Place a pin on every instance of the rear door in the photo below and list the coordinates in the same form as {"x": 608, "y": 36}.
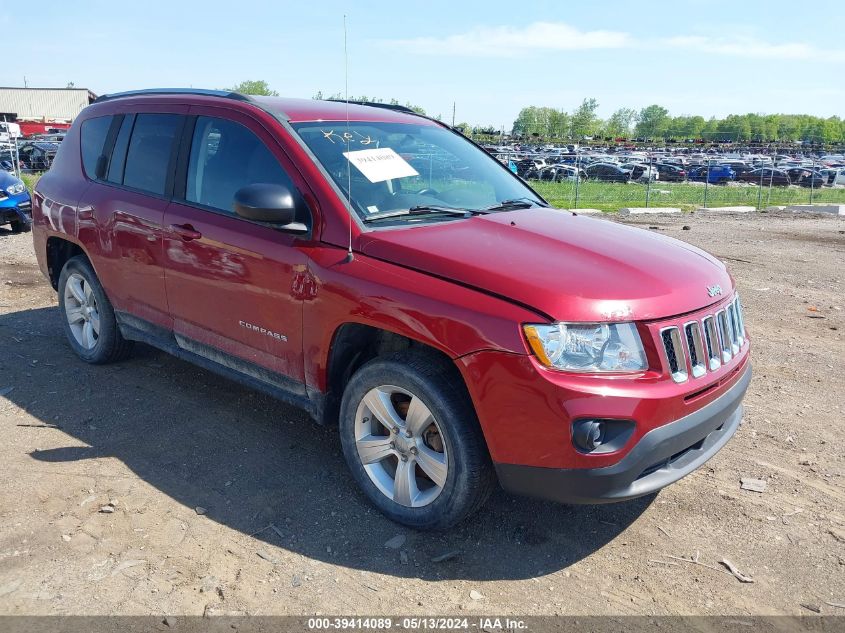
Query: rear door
{"x": 133, "y": 183}
{"x": 233, "y": 286}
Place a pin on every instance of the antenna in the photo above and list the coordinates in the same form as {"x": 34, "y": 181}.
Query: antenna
{"x": 348, "y": 136}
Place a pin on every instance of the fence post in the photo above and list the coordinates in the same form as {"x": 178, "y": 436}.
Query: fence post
{"x": 577, "y": 177}
{"x": 812, "y": 180}
{"x": 771, "y": 180}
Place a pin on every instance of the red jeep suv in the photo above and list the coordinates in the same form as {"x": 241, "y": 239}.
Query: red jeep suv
{"x": 385, "y": 273}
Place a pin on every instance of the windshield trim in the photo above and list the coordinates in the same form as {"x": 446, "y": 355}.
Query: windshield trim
{"x": 364, "y": 227}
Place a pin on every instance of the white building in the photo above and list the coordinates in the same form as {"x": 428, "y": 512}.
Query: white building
{"x": 43, "y": 104}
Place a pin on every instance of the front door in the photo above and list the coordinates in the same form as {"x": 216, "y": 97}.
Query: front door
{"x": 230, "y": 282}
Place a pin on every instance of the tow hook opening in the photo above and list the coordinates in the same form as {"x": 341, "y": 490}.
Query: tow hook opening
{"x": 598, "y": 435}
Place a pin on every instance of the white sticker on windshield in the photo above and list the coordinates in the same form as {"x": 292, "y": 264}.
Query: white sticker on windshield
{"x": 381, "y": 164}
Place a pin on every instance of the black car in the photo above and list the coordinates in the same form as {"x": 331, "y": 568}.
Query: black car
{"x": 607, "y": 173}
{"x": 740, "y": 167}
{"x": 671, "y": 173}
{"x": 806, "y": 177}
{"x": 766, "y": 176}
{"x": 37, "y": 156}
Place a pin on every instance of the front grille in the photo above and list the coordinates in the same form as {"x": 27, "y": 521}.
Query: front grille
{"x": 704, "y": 345}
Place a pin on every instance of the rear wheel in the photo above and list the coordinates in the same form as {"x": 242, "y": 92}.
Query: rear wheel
{"x": 88, "y": 316}
{"x": 412, "y": 441}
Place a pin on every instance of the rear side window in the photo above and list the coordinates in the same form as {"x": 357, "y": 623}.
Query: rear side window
{"x": 118, "y": 156}
{"x": 226, "y": 156}
{"x": 92, "y": 139}
{"x": 151, "y": 152}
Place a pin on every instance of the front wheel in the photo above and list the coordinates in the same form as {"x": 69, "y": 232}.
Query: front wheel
{"x": 412, "y": 441}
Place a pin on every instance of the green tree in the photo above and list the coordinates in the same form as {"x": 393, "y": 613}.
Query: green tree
{"x": 585, "y": 122}
{"x": 621, "y": 122}
{"x": 653, "y": 122}
{"x": 254, "y": 87}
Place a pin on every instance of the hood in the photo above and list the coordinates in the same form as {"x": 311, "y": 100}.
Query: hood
{"x": 567, "y": 267}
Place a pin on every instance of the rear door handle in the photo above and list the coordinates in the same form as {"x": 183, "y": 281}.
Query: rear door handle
{"x": 185, "y": 231}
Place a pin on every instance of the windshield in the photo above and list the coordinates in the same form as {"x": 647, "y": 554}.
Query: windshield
{"x": 401, "y": 170}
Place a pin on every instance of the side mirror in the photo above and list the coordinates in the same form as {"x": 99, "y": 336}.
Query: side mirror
{"x": 270, "y": 204}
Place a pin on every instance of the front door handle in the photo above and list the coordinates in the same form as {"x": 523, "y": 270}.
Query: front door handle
{"x": 185, "y": 231}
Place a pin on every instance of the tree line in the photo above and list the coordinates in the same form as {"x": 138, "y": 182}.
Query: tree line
{"x": 652, "y": 122}
{"x": 655, "y": 122}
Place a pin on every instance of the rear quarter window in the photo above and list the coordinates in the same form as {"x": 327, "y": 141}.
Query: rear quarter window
{"x": 92, "y": 140}
{"x": 151, "y": 151}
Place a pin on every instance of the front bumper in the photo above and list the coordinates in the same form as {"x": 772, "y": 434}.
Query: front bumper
{"x": 661, "y": 457}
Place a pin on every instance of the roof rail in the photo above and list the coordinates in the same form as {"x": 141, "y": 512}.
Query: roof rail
{"x": 375, "y": 104}
{"x": 226, "y": 94}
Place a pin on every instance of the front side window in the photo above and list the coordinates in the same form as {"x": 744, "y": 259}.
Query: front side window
{"x": 386, "y": 167}
{"x": 151, "y": 151}
{"x": 226, "y": 156}
{"x": 92, "y": 138}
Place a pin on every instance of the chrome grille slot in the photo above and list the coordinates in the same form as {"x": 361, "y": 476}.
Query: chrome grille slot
{"x": 708, "y": 342}
{"x": 711, "y": 341}
{"x": 674, "y": 349}
{"x": 724, "y": 335}
{"x": 740, "y": 321}
{"x": 730, "y": 312}
{"x": 692, "y": 333}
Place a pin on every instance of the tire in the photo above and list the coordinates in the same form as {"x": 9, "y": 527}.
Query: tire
{"x": 19, "y": 226}
{"x": 94, "y": 334}
{"x": 453, "y": 439}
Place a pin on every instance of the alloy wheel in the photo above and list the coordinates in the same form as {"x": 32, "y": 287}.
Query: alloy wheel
{"x": 401, "y": 446}
{"x": 81, "y": 311}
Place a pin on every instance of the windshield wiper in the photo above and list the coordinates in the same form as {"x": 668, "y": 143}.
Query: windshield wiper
{"x": 515, "y": 203}
{"x": 418, "y": 210}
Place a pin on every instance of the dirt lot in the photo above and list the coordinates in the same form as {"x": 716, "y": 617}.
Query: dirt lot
{"x": 197, "y": 468}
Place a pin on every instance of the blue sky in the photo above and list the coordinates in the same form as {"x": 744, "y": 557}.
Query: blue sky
{"x": 490, "y": 58}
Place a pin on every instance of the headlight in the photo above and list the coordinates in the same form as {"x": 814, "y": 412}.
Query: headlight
{"x": 588, "y": 347}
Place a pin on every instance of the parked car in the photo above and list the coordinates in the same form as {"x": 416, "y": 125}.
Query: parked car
{"x": 671, "y": 173}
{"x": 555, "y": 173}
{"x": 714, "y": 174}
{"x": 456, "y": 329}
{"x": 607, "y": 172}
{"x": 806, "y": 177}
{"x": 37, "y": 156}
{"x": 15, "y": 203}
{"x": 766, "y": 176}
{"x": 740, "y": 167}
{"x": 641, "y": 172}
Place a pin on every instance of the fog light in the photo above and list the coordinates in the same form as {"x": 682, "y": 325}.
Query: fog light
{"x": 587, "y": 434}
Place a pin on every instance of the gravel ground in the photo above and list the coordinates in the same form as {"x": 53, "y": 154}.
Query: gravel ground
{"x": 154, "y": 487}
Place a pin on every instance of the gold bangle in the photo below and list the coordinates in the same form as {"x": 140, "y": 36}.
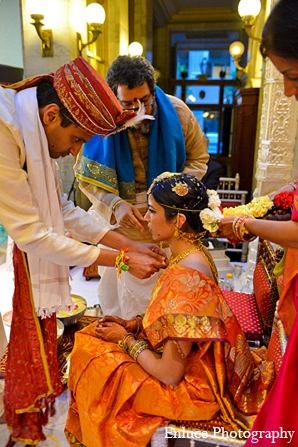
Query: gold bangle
{"x": 115, "y": 204}
{"x": 293, "y": 184}
{"x": 121, "y": 262}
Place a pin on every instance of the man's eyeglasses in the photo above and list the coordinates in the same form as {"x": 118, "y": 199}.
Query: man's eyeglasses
{"x": 135, "y": 109}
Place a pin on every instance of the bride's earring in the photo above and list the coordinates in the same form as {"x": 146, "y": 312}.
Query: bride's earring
{"x": 177, "y": 231}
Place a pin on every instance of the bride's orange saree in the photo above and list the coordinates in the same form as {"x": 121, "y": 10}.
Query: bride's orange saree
{"x": 115, "y": 402}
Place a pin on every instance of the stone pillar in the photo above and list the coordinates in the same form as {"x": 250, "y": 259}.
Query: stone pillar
{"x": 276, "y": 145}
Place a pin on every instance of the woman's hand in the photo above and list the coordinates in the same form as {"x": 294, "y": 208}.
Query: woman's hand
{"x": 109, "y": 331}
{"x": 226, "y": 228}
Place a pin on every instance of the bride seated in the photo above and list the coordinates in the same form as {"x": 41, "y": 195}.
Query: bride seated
{"x": 186, "y": 359}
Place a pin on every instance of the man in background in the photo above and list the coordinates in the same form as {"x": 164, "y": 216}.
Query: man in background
{"x": 115, "y": 173}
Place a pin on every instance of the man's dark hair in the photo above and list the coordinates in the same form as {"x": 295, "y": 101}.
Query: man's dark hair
{"x": 46, "y": 94}
{"x": 280, "y": 32}
{"x": 131, "y": 71}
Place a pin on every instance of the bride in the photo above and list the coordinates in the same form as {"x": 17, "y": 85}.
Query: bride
{"x": 186, "y": 359}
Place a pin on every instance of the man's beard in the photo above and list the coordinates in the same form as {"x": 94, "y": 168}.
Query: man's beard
{"x": 145, "y": 125}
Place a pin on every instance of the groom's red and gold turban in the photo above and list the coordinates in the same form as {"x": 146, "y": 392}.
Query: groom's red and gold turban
{"x": 86, "y": 96}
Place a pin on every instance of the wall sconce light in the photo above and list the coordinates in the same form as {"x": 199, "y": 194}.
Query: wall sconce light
{"x": 248, "y": 11}
{"x": 236, "y": 50}
{"x": 45, "y": 35}
{"x": 95, "y": 17}
{"x": 135, "y": 49}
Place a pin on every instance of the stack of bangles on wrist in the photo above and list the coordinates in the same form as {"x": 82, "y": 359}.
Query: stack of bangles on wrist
{"x": 123, "y": 343}
{"x": 121, "y": 262}
{"x": 241, "y": 233}
{"x": 135, "y": 348}
{"x": 294, "y": 184}
{"x": 139, "y": 320}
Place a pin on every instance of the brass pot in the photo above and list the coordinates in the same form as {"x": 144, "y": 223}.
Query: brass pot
{"x": 69, "y": 318}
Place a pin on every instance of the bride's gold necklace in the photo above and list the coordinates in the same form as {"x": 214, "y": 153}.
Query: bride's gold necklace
{"x": 183, "y": 255}
{"x": 204, "y": 252}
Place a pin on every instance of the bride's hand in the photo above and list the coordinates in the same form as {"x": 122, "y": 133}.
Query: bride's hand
{"x": 108, "y": 331}
{"x": 131, "y": 325}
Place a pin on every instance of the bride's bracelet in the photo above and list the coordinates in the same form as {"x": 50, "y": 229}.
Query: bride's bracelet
{"x": 121, "y": 262}
{"x": 123, "y": 343}
{"x": 139, "y": 320}
{"x": 241, "y": 233}
{"x": 137, "y": 347}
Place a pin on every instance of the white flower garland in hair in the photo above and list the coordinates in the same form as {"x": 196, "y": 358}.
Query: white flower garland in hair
{"x": 211, "y": 216}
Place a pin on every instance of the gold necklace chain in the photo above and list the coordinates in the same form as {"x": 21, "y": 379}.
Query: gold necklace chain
{"x": 183, "y": 255}
{"x": 204, "y": 252}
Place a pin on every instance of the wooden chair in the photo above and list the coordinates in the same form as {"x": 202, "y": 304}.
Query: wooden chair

------------------------------------

* WORK INSTRUCTION: Nothing before the line containing "Query: bride's hand" should be repeated; repeat that line and all later lines through the end of the data above, exactly.

* WRITTEN RESPONSE:
Query: bride's hand
{"x": 108, "y": 331}
{"x": 131, "y": 325}
Place a pin on every instance of the bride's bracelet in the photo above and list the coordinates in the same form as {"x": 50, "y": 229}.
Query: bride's bracelet
{"x": 121, "y": 262}
{"x": 123, "y": 343}
{"x": 139, "y": 320}
{"x": 241, "y": 233}
{"x": 137, "y": 347}
Place a pin on every instance of the white flower garland in hair in the photo above and list the coordinates in the same form as {"x": 196, "y": 358}.
Query: white flower garland in hair
{"x": 211, "y": 216}
Place a pin on every instance of the gold necklace chain in the photo above and list the coordinates in the same form as {"x": 21, "y": 379}.
Query: gold necklace chain
{"x": 183, "y": 255}
{"x": 204, "y": 252}
Place a pin on every instance of the wooden chair in the photo above and list the coordinates in the same form as {"x": 202, "y": 304}.
Query: wooden chair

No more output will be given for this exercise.